**PAGE EXTRACT**
◆ ◆ ◆ ◆ ◆

America’s “Exhausted Majority”…

Can they muscle up to pull us together?

A lot of punditry these days about American Tribalism … categorizing people by common interests …  usually with a demographic slant (i.e. race. gender, and location – urban, rural; coastal or Heartland).

Those “tribes” are usually characterized as warring factions with little in common.

The result: sharp differences and apparently intractable political polarization.


An organization called More in Common did some research that takes a different cut at the situation.

Their study – America’s Hidden Tribes – identified seven distinct groups of Americans. These are our Hidden Tribes of America: distinguished not by who they are or what they look like, but what they believe. (Below – at end of this post – are descriptions of the groups)


The study reached three fundamental conclusions…


First, most Americans are tired of this “us-versus-them” mindset and are eager to find common ground.

◆ ◆ ◆ ◆ ◆

**PROVIDED MATERIAL**
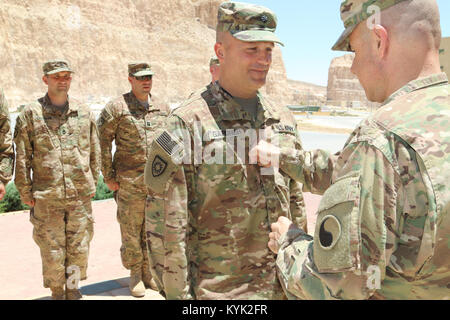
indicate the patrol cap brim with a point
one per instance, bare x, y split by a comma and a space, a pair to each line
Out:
256, 36
143, 73
343, 43
59, 70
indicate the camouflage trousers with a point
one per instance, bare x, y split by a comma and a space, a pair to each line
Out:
63, 230
131, 217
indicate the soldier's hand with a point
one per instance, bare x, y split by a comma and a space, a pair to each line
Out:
278, 230
2, 191
30, 203
113, 186
266, 154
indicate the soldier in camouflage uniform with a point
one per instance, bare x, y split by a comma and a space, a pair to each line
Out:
6, 146
56, 138
383, 226
214, 68
131, 120
208, 218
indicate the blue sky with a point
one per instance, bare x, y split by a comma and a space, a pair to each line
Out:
308, 30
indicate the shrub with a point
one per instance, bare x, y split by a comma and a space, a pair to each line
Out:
11, 201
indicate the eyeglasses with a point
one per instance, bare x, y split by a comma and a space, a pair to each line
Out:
143, 78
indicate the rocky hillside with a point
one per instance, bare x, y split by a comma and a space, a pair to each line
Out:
99, 38
344, 87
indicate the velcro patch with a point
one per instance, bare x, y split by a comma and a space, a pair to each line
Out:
336, 238
161, 164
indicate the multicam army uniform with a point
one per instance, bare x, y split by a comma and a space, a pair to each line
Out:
132, 126
62, 150
6, 147
383, 228
207, 223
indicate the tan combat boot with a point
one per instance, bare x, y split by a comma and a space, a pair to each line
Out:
137, 287
149, 282
58, 293
73, 294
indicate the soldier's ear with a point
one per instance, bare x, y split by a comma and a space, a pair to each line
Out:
382, 39
219, 50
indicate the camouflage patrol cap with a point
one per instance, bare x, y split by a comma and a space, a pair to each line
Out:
214, 61
353, 12
247, 22
55, 66
139, 69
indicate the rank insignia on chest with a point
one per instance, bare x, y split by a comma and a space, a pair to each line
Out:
158, 166
213, 135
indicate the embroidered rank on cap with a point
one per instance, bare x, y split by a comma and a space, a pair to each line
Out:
284, 128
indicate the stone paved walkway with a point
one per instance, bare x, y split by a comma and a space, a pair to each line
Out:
20, 262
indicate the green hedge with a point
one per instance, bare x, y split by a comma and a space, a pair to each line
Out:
11, 201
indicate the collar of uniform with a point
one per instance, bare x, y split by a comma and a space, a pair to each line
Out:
421, 83
230, 110
266, 109
47, 104
134, 102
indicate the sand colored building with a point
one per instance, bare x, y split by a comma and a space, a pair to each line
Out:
444, 55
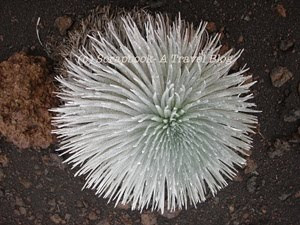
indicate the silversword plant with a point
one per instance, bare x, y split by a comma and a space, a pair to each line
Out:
157, 133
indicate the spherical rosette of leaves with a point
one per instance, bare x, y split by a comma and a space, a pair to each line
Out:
149, 113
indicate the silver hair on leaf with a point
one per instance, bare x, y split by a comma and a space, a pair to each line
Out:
150, 115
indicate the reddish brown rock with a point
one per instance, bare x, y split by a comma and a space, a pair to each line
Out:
26, 95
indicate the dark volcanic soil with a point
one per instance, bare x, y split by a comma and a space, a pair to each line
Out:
35, 188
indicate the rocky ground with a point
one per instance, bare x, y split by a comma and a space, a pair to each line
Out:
36, 188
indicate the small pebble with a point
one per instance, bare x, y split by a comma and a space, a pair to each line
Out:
280, 75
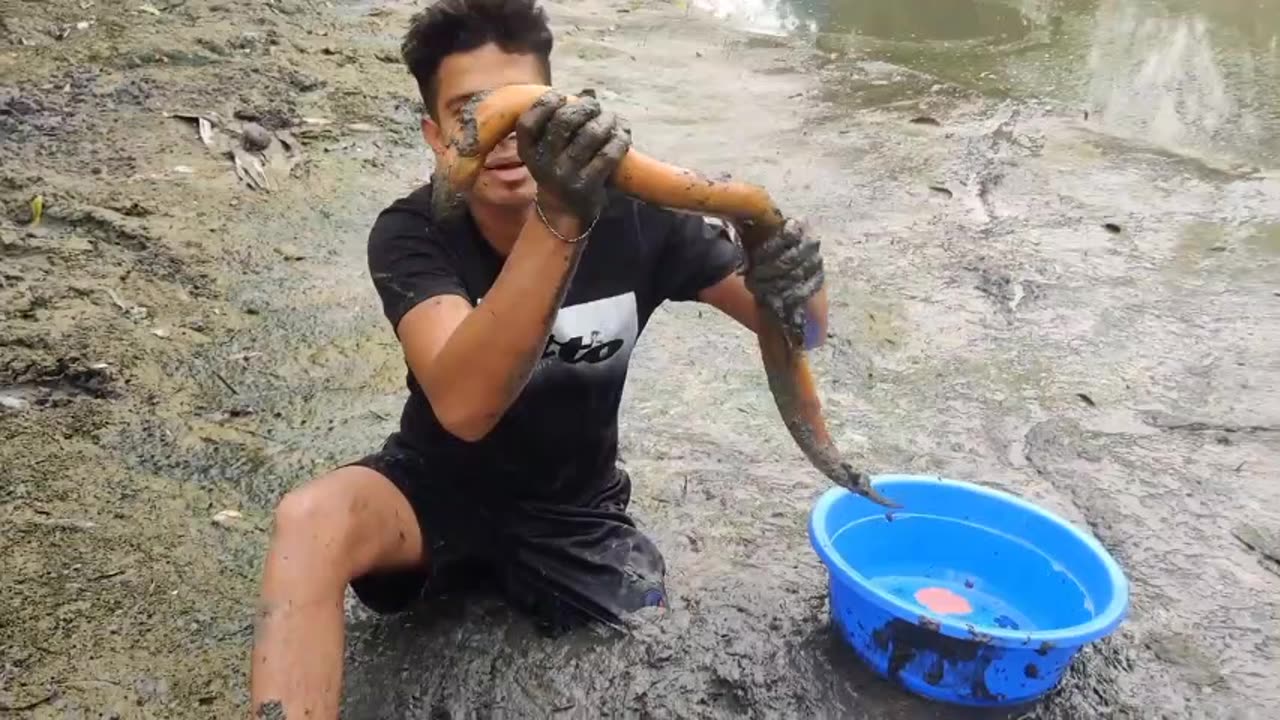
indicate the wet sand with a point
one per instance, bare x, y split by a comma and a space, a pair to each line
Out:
174, 345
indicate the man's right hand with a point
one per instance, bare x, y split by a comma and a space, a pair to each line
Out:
572, 150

◆ ◆ ◆ ◆ ◆

**TASK DETAILS**
Go on with the article on America's "Exhausted Majority," starting right after its first conclusion about Americans being tired of the "us-versus-them" mindset. The rows are drawn from a separate source and have no connection to the article on America's "Exhausted Majority."

**REPLY TO THE EXERCISE**
While they may hold dissimilar views on many issues, more than three in four Americans believe that the differences aren’t so great that they can’t work together.



Second, those who believe that there is common ground, cluster into an “Exhausted Majority” that is tired of the political polarization and animus.

But, the Exhausted Majority is being overwhelmed by the vocal and increasingly militant extremists on both sides of the political spectrum.


Third, the Exhausted Majority will need to catch a second wind and rise up to pull America back to a middle ground centered on our common values, not our emotionally charged differences.


My view: I think the diagnosis and resulting categorization scheme and  is both insightful and optimistic.

But, those who advocate for common values are swimming against some brutal political currents … and, politicians who stake out the middle ground get eaten alive by the extremist “wings”.

Maybe, some day the common values will rise form the ashes  … but today probably isn’t that day.


More in Common: America’s Hidden Tribes

Progressive Activists (8 percent of the population) are deeply concerned with issues concerning equity, fairness, and America’s direction today. They tend to be more secular, cosmopolitan, and highly engaged with social media.

Traditional Liberals (11 percent of the population) tend to be cautious, rational, and idealistic. They value tolerance and compromise. They place great faith in institutions.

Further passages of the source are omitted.